■ Given request:
Write out every line of the listing below again, requests included, shifting each x and y value in the answer coordinates by -74.
* Begin Information provided *
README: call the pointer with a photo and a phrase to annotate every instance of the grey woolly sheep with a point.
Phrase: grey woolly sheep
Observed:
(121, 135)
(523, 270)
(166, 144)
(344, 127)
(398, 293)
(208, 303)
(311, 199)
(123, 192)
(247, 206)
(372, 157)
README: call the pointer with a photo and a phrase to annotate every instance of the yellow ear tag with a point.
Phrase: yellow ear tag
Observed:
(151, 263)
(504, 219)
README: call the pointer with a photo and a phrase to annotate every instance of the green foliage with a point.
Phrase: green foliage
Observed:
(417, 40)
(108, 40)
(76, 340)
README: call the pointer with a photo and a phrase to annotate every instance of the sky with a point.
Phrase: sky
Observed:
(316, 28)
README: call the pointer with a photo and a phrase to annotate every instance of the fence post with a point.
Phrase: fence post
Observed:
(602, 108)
* End Information provided *
■ Problem solution:
README: call the pointer with a photo and a phrase to annotate every instance of the grey woolly sheep with a point.
Phrase: grey woolly sheep
Observed:
(47, 61)
(449, 196)
(92, 70)
(270, 53)
(324, 219)
(134, 229)
(237, 125)
(49, 118)
(173, 132)
(298, 83)
README: call the pointer with a photo and a phrase to annotate every instance of the yellow ear tag with a point.
Phrase: yellow ear tag
Observed:
(77, 189)
(430, 145)
README: call the pointer with a photo and a phrase to annotate every instance of the green foliage with a point.
Phrase: green foliage
Observed:
(343, -34)
(34, -34)
(2, 266)
README: call the pointer with a photo and a phrase to annotate every instance of the sky with a point.
Phrase: sky
Observed:
(242, -46)
README: call the pointer with a photo and a phrase to annotate every instance of the fence post with a point.
Phrase: fence post
Observed:
(528, 34)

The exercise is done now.